• **EXERCISE PASSAGE**:
Stone Therapy

Above is a “pile” of well-stacked stone on a boulder somewhere in western New England. This activity would have helped clear a field or pasture. But more importantly, it turned the mundane act of clearing land into a stacking game, leaving cairns and stacks for us to puzzle over and misinterpret as sacred sites.


Yesterday, I learned of a curious case of stonework performed by an elderly man with dementia. The anecdote, published in the Providence Journal for September 2, 1895, refers to a time “60 years ago,” which dates the case to the mid 1830s.  In this case, the stonework was done as “keep-busy” therapy for an aging farmer with dementia, a reason not usually cited as an explanation for odd stone structures found throughout New England.

It is one of the few cases in my experience where the origin of stone structures –walls, piles, enclosures, cairns– is specifically documented in time, place, and purpose.   The lesson here is that odd stone structures need not be expedient or symbolically sacred.  Unless proven otherwise, those dating to before and after European contact might reflect little more than individualistic, idiosyncratic responses to behavioral cues.

Specifically, an “uncle of the owners” living on “the Josiah Dyke place” in northeastern Connecticut, likely East Thompson, had dementia (also known as senility), the condition of losing one’s mind –especially one’s memories– as part of the aging process.  This particular uncle “spent his whole time in the fields, which are full of stones of all sizes, picking up the stones and placing them with great care in heaps” that were “piled up without mortar into pyramids” that “tapered slightly and reached a height of six feet or more.” They were “so well and so solidly built that although built 60 years ago they are still in as good condition as ever, except where mischievous boys have torn them down.”  “The work was so well done that it became a wonder of the countryside,” bringing gawking visitors in “from far and near.”

• **STUDY MATERIAL**:

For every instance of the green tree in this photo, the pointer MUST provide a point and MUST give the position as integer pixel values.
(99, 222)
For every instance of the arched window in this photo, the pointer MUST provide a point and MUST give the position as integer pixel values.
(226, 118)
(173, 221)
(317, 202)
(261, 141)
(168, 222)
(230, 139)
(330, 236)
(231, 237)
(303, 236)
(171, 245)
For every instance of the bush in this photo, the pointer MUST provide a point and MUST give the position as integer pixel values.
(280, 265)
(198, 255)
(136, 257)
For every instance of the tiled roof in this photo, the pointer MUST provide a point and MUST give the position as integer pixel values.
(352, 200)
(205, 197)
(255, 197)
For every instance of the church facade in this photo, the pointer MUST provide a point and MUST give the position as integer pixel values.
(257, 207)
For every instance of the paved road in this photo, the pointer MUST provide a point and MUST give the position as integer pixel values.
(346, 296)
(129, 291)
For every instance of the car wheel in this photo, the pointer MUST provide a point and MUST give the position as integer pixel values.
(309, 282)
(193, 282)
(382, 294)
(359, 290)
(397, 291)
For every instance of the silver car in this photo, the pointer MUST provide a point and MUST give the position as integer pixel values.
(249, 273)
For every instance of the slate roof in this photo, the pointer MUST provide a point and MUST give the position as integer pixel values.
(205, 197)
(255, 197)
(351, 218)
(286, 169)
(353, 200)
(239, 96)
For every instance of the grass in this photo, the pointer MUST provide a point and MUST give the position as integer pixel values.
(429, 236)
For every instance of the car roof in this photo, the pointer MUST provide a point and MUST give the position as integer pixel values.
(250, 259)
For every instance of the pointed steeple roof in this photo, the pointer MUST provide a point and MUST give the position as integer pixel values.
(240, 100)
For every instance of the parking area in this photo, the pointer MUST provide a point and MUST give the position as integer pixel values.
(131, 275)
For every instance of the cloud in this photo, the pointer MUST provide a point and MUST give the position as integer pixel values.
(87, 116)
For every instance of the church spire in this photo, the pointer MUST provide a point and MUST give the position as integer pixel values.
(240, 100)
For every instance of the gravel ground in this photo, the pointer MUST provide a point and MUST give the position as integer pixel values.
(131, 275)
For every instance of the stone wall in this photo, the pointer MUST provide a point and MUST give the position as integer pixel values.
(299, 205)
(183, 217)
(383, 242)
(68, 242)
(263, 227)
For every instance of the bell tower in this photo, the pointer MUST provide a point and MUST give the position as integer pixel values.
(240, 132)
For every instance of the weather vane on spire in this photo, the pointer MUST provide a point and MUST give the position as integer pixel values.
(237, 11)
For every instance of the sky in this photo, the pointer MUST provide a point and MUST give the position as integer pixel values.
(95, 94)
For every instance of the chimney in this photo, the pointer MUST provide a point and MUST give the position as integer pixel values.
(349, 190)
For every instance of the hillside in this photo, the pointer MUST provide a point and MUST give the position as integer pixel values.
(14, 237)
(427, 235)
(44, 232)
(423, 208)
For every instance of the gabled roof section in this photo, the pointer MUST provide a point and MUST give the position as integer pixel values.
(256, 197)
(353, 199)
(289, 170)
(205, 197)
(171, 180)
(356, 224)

• **WORK INSTRUCTION 1**:
Reproduce the part of the Stone Therapy article starting at "It is one of" and ending at "to behavioral cues.".
• **WORK INSTRUCTION 2**:
Which newspaper published the anecdote about the elderly man with dementia, according to the Stone Therapy article?
• **WORK INSTRUCTION 3**:
In the Stone Therapy article, what kinds of stone structures are named between the dashes in the sentence beginning "It is one of the few cases"?
The records come from a source separate from the Stone Therapy article.

• **WRITTEN RESPONSE 1**:
It is one of the few cases in my experience where the origin of stone structures –walls, piles, enclosures, cairns– is specifically documented in time, place, and purpose.   The lesson here is that odd stone structures need not be expedient or symbolically sacred.  Unless proven otherwise, those dating to before and after European contact might reflect little more than individualistic, idiosyncratic responses to behavioral cues.

• **WRITTEN RESPONSE 2**:
The Providence Journal.

• **WRITTEN RESPONSE 3**:
walls, piles, enclosures, cairns